[抽出テキスト]:
中医協の支払側委員は7日、答申後に記者会見を開いた。
 健保連の幸野庄司理事は、全体的な印象として「医療提供側にとっては医師の働き方改革という大きな成果があったと思うが、支払側の視点でみると、今後の医療保険制度改革にあまり大きな道筋を付けるテーマはなかった」とし、平成30年度改定で実施した入院基本料の再編・統合や薬価制度抜本改革などの「修正にとどまった感がある」との認識を示した。

ただ、急性期一般入院料のうち最高報酬区分の重篤患者割合に関する基準値を現行の30%から31%へ見直すことについて、「一見するとわずか1%の引き上げに見えるが、項目の見直しを同時に行って、下振れする方向になるので、実質的に4%程度の引き上げになる。一定の病床転換が図られることに期待したい」と指摘した。

[課題の内容]: 中医協支払側委員の記者会見に関する記事を、全文そのまま一字一句書き写しなさい。 この後の記録を使う必要はありません。

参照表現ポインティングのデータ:

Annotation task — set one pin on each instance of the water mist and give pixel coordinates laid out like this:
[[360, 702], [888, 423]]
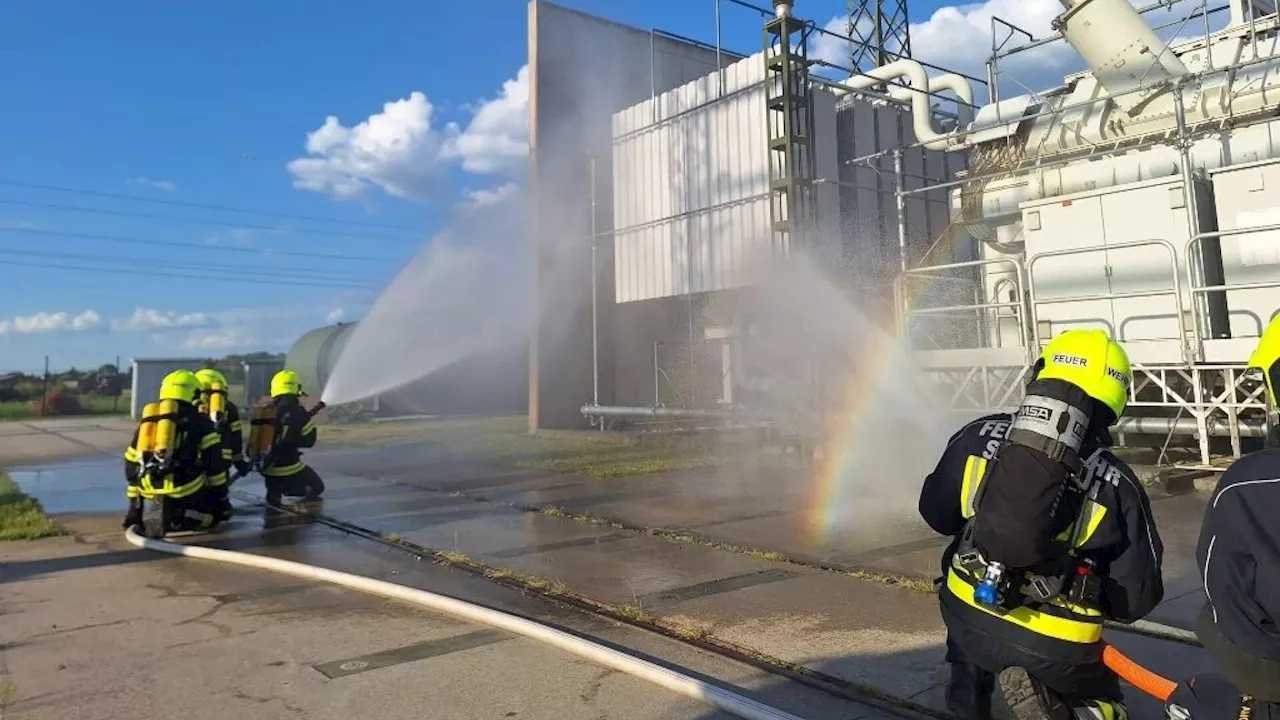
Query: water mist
[[466, 292]]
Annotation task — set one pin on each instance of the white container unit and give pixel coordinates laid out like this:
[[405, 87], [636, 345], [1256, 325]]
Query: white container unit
[[1111, 259], [1248, 195], [691, 180]]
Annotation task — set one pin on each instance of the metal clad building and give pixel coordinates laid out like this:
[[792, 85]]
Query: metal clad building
[[147, 374], [691, 180], [583, 69]]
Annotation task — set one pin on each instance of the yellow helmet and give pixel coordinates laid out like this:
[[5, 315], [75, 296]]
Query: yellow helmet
[[1093, 363], [208, 377], [286, 382], [1267, 354], [179, 384]]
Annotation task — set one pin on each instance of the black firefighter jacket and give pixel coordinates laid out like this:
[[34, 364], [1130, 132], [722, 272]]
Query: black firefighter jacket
[[1127, 547]]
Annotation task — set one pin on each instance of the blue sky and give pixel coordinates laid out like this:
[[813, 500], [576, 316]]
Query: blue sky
[[209, 103]]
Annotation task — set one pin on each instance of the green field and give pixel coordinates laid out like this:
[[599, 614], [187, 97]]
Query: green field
[[91, 405], [21, 516], [507, 441]]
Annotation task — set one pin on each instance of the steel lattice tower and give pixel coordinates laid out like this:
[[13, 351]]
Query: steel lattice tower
[[881, 31]]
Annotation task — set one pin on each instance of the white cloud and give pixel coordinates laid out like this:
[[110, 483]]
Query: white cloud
[[146, 319], [480, 199], [224, 338], [402, 151], [396, 150], [958, 37], [159, 185], [497, 139], [51, 323], [832, 49]]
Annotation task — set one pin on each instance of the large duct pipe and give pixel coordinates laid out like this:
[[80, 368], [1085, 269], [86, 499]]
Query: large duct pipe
[[1120, 49], [922, 108]]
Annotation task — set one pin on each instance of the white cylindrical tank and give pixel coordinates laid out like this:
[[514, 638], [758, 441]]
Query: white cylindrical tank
[[1120, 49]]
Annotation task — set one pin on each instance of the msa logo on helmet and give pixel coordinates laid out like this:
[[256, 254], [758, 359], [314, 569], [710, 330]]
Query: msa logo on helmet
[[1036, 413], [1061, 359], [1118, 377]]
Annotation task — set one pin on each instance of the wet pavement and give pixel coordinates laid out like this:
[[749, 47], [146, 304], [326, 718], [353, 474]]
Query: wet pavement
[[88, 615], [878, 637], [762, 507]]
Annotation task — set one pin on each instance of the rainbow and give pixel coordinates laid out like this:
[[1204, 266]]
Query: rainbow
[[835, 475]]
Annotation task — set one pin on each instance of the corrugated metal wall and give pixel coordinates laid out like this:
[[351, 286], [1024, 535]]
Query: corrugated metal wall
[[868, 203], [147, 374], [690, 183], [257, 379]]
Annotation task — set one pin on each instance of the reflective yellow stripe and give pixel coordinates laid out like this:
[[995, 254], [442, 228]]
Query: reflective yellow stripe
[[284, 470], [1033, 620], [168, 488], [1089, 522], [974, 469]]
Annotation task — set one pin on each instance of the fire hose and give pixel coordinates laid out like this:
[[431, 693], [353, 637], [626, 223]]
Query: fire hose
[[1137, 675]]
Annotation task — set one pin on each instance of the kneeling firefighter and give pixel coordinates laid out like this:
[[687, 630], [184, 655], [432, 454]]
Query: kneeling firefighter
[[1239, 559], [173, 452], [225, 417], [284, 472], [1051, 533]]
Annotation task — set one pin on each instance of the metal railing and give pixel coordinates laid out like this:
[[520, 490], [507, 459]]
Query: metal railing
[[1019, 305], [1176, 290]]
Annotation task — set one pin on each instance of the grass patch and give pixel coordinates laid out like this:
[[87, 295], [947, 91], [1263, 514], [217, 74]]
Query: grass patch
[[22, 516], [91, 405], [507, 441]]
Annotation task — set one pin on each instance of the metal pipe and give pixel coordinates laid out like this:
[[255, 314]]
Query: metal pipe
[[1251, 428], [1055, 37], [901, 210], [595, 323], [965, 132], [1200, 302], [720, 64]]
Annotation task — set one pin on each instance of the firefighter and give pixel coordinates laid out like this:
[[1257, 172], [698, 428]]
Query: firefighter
[[1077, 516], [284, 472], [1239, 559], [197, 455], [232, 431]]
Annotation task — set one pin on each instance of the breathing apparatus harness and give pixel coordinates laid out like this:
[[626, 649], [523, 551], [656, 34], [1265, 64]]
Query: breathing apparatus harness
[[1006, 550]]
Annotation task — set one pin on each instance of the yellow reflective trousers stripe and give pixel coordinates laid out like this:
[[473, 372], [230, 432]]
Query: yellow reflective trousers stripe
[[1033, 620], [168, 488], [284, 470], [974, 469]]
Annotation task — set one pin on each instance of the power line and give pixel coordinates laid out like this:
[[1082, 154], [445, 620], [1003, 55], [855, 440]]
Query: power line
[[176, 276], [200, 222], [206, 206], [193, 246], [301, 273]]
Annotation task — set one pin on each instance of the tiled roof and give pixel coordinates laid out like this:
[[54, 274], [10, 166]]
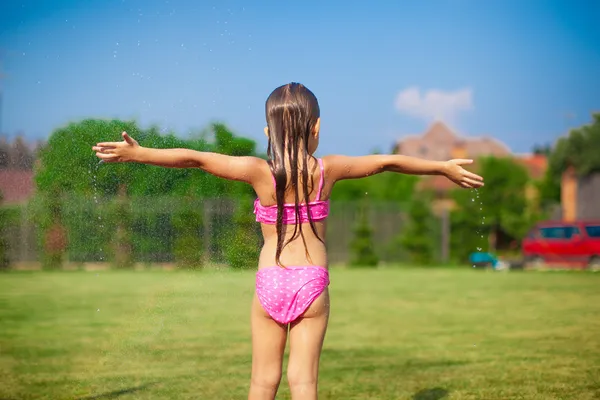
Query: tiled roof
[[439, 142]]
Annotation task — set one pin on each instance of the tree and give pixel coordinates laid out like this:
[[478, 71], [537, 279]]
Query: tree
[[4, 153], [244, 238], [4, 261], [69, 169], [188, 247], [21, 157], [362, 246], [416, 237], [578, 150], [498, 211], [122, 243]]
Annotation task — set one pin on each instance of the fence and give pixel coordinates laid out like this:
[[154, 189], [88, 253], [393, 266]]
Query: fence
[[152, 224]]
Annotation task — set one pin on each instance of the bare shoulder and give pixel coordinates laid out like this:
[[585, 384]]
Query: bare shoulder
[[340, 167]]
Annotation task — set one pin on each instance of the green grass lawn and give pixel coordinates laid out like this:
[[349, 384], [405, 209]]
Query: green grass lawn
[[393, 334]]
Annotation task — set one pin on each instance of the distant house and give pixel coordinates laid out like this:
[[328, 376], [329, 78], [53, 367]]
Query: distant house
[[580, 196], [439, 143], [16, 186]]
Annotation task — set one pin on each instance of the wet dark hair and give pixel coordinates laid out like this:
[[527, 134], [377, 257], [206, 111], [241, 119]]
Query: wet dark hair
[[292, 112]]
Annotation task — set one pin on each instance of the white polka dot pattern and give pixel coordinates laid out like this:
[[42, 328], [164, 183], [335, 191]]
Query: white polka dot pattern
[[286, 293]]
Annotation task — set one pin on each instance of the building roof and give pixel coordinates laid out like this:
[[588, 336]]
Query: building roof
[[16, 186], [439, 142]]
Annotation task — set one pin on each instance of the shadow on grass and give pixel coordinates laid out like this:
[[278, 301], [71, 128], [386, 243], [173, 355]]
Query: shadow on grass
[[116, 393], [430, 394]]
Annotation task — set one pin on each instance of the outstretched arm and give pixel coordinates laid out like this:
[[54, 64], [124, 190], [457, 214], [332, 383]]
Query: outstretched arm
[[345, 167], [244, 169]]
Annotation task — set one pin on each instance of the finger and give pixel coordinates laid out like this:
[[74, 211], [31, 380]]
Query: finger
[[473, 183], [462, 161], [107, 144], [128, 138], [473, 176], [107, 157], [107, 150]]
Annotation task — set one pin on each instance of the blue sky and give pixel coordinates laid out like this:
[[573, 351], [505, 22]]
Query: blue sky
[[521, 71]]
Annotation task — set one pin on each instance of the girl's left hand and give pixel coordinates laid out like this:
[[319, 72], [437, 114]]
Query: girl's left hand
[[117, 151], [454, 171]]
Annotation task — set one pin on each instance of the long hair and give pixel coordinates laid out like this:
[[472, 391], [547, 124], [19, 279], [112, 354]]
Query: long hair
[[292, 113]]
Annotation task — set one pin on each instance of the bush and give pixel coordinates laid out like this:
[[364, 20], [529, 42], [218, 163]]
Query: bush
[[244, 245], [416, 238], [188, 246], [4, 261], [363, 253]]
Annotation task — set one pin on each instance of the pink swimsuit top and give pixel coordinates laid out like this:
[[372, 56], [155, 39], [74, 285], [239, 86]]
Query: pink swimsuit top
[[319, 209]]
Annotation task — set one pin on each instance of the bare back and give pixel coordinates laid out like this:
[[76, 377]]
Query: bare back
[[295, 253]]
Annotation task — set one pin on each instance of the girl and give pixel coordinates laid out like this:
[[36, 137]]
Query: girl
[[293, 189]]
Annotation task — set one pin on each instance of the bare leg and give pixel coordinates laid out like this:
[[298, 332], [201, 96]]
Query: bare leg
[[268, 345], [306, 341]]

[課題の解答]:
中医協の支払側委員は7日、答申後に記者会見を開いた。
 健保連の幸野庄司理事は、全体的な印象として「医療提供側にとっては医師の働き方改革という大きな成果があったと思うが、支払側の視点でみると、今後の医療保険制度改革にあまり大きな道筋を付けるテーマはなかった」とし、平成30年度改定で実施した入院基本料の再編・統合や薬価制度抜本改革などの「修正にとどまった感がある」との認識を示した。

ただ、急性期一般入院料のうち最高報酬区分の重篤患者割合に関する基準値を現行の30%から31%へ見直すことについて、「一見するとわずか1%の引き上げに見えるが、項目の見直しを同時に行って、下振れする方向になるので、実質的に4%程度の引き上げになる。一定の病床転換が図られることに期待したい」と指摘した。